• _Short task a_: Retype the article on Bill Hayden and aid, everything from "Hayden served as" down to "1983 to 1988.".

Aid as a two-way street: Bill Hayden on aid, development and PNG

On the occasion of Bill Hayden’s state funeral, we thought it would be interesting to publish a few extracts from a chapter titled “Aid – A Two Way Process?” which Bill Hayden contributed to the book The Ethics of Development: the Pacific in the 21st Century edited by Susan Stratigos and Philip J. Hughes. The book was based on the proceedings of the 17th Waigani Seminar held at the University of Papua New Guinea from 7 to 12 September 1986. It’s not easy to find so we have extracted the full text of Hayden’s chapter.

Hayden served as Governor-General of Australia from 1989 to 1996. Earlier he was Minister for Social Security and later Treasurer under the Whitlam Labor government, leader of the federal opposition from 1977 to 1983 and Minister for Foreign Affairs and Trade from 1983 to 1988.

Somewhat sceptical about the effectiveness of official development assistance (ODA), Hayden commissioned the Jackson review of Australia’s foreign aid program in 1983, which led to increased professionalism in aid delivery.

During his tenure as Foreign Minister, Australian aid volume fell from its then peak of $3.6 billion (in today’s dollars) in 1984-85 to $2.9 billion in 1987-88, and did not climb back to its previous peak level for a decade. The Hawke government was cutting everything at that time (it was the recession before “the recession we had to have”) but Hayden probably wasn’t all that reluctant to see the budget trimmed.

In 1987, Hayden initiated the phasing out of budget support for PNG in favour of “program assistance” and moved to place Australia’s relationship with PNG on a more reciprocal basis.

In the extracts that follow, we see Hayden musing on the responsibilities of aid beneficiary countries towards both donor countries and other lower income countries; doubting the overall significance of aid for national economic development; expressing concern about the impact of budget support on initiative and self-reliance; contemplating a future in which the people of PNG no longer automatically look to Australia; and edging away from ODA/GNI ratio targeting in favour of “real growth” in the aid budget. It’s quite topical stuff.

Us and them

“Looking back over thirty years of the development debate, I see most starkly an ‘us’ and a ‘them’ division of the world into donors and recipients, which is obviously the product of history. We carry this historical baggage with us to our certain cost. The time has come to cast it off to our mutual advantage.” (Pages 51-52)

• _Short task b_: Can you echo the listing below, everything from the line containing "indicate the woman's" down to the end of the listing, with the pictures left out?

Image object location entries

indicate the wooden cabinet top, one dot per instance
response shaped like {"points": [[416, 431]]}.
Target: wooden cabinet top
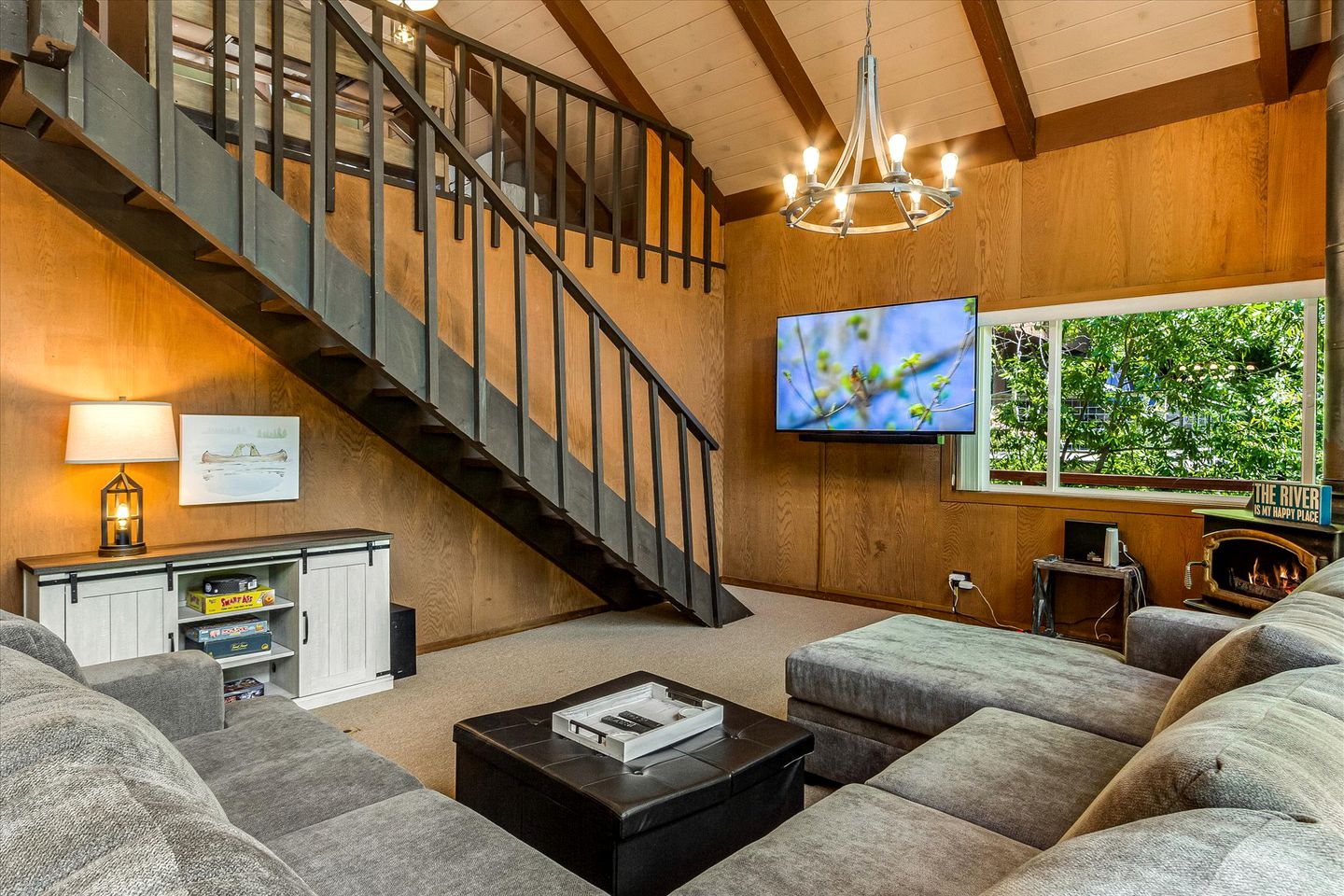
{"points": [[91, 560]]}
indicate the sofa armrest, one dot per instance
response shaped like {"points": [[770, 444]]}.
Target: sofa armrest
{"points": [[180, 693], [1169, 641]]}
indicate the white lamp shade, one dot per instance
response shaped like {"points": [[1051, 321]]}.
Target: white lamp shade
{"points": [[119, 433]]}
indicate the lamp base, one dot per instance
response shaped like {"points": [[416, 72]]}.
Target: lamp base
{"points": [[121, 550]]}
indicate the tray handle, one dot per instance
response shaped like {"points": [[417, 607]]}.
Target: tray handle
{"points": [[578, 725], [687, 699]]}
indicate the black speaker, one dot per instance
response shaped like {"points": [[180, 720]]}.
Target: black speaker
{"points": [[403, 641]]}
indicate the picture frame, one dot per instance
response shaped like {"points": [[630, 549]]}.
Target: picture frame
{"points": [[238, 458]]}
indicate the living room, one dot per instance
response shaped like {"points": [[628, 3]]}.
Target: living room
{"points": [[638, 501]]}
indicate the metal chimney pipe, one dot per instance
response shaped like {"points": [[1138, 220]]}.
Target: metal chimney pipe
{"points": [[1334, 359]]}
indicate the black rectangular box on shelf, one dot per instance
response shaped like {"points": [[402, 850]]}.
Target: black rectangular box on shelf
{"points": [[403, 641]]}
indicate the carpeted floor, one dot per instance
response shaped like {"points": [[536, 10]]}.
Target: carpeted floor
{"points": [[413, 724]]}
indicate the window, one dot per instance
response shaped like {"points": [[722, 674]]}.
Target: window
{"points": [[1157, 398]]}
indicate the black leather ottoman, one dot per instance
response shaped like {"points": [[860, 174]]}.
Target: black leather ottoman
{"points": [[637, 829]]}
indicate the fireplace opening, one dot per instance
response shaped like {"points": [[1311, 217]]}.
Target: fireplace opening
{"points": [[1255, 569]]}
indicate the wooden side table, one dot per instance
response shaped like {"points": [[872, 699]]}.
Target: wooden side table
{"points": [[1043, 589]]}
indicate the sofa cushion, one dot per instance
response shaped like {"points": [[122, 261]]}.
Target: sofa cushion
{"points": [[928, 675], [52, 723], [275, 767], [1304, 629], [1206, 852], [422, 843], [105, 829], [1276, 746], [39, 642], [863, 841], [1019, 777]]}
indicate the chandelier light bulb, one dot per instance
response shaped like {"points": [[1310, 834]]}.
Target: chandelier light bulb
{"points": [[898, 150], [949, 168], [811, 156]]}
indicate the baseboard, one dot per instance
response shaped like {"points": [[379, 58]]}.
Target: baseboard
{"points": [[362, 690], [498, 633]]}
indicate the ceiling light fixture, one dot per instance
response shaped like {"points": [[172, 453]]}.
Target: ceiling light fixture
{"points": [[916, 203]]}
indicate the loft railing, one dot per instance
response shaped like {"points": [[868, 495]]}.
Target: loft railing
{"points": [[577, 160], [330, 21]]}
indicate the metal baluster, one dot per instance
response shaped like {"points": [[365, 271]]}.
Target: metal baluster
{"points": [[710, 531], [246, 129], [595, 379], [460, 127], [641, 198], [562, 418], [424, 160], [686, 214], [530, 150], [687, 540], [329, 100], [656, 442], [376, 259], [521, 345], [665, 201], [561, 170], [167, 115], [497, 147], [219, 62], [628, 438], [479, 385], [589, 176], [708, 234], [277, 95], [616, 192], [317, 147]]}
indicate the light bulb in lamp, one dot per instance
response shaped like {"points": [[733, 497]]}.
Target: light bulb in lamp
{"points": [[898, 152], [811, 158], [949, 170]]}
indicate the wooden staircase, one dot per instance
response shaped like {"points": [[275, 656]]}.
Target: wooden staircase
{"points": [[105, 141]]}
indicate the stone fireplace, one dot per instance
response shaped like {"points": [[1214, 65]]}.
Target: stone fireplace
{"points": [[1252, 563]]}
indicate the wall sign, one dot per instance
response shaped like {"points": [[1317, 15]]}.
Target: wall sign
{"points": [[1292, 503]]}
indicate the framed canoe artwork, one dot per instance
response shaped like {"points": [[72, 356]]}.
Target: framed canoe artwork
{"points": [[234, 459]]}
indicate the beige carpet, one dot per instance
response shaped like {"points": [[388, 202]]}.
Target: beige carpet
{"points": [[744, 663]]}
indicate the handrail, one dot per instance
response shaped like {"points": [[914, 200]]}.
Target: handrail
{"points": [[463, 160], [479, 49]]}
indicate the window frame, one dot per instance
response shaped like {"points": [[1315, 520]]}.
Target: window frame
{"points": [[973, 450]]}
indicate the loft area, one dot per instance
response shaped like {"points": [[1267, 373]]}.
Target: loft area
{"points": [[698, 446]]}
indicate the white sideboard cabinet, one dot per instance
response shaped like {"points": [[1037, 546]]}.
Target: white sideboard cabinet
{"points": [[329, 623]]}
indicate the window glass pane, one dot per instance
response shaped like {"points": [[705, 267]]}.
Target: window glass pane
{"points": [[1185, 400], [1019, 412]]}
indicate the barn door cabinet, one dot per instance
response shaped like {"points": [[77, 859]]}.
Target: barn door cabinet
{"points": [[329, 623]]}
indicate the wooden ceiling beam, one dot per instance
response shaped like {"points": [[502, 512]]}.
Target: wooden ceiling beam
{"points": [[1274, 73], [583, 30], [987, 24], [1210, 93], [788, 73]]}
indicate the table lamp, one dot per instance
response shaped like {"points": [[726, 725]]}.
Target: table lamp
{"points": [[121, 433]]}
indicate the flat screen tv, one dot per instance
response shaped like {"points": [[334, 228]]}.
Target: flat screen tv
{"points": [[897, 370]]}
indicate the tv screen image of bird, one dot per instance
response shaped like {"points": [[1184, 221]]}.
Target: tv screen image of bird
{"points": [[897, 370]]}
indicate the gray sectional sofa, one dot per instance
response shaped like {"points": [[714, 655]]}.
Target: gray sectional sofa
{"points": [[133, 777], [1207, 761]]}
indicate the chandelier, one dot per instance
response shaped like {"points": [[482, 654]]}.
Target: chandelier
{"points": [[914, 203]]}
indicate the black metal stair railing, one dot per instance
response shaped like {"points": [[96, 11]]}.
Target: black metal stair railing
{"points": [[476, 189]]}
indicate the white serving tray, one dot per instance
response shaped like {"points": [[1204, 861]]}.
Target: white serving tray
{"points": [[583, 723]]}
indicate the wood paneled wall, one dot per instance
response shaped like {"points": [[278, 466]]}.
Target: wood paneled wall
{"points": [[1222, 201], [84, 318]]}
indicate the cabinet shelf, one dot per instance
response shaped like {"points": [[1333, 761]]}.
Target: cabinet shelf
{"points": [[277, 651], [186, 614]]}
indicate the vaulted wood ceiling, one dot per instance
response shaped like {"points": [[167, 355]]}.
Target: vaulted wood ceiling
{"points": [[742, 77]]}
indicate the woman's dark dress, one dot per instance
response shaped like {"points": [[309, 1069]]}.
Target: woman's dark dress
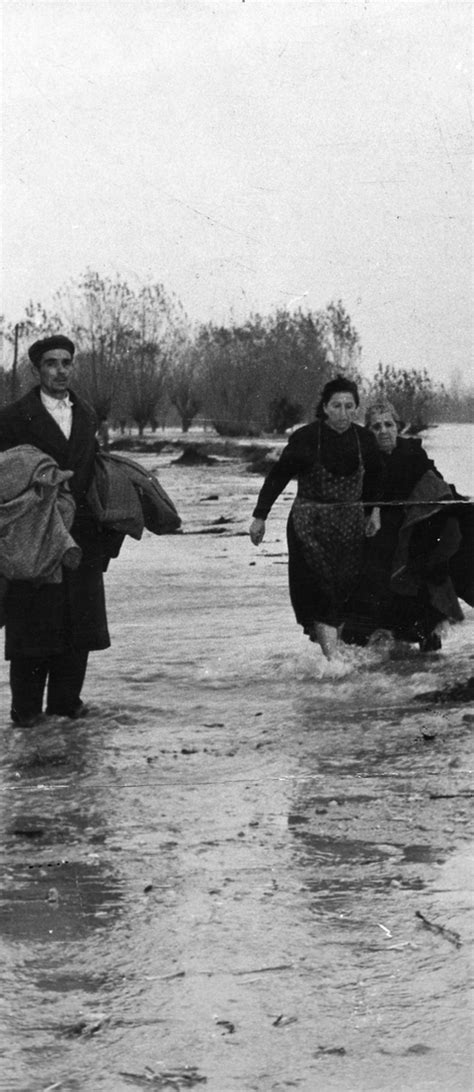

• _Complete output a_:
Hayden served as Governor-General of Australia from 1989 to 1996. Earlier he was Minister for Social Security and later Treasurer under the Whitlam Labor government, leader of the federal opposition from 1977 to 1983 and Minister for Foreign Affairs and Trade from 1983 to 1988.

• _Complete output b_:
indicate the woman's dark dress, one dot per instance
response shaped like {"points": [[309, 1069]]}.
Target: woman's dark dress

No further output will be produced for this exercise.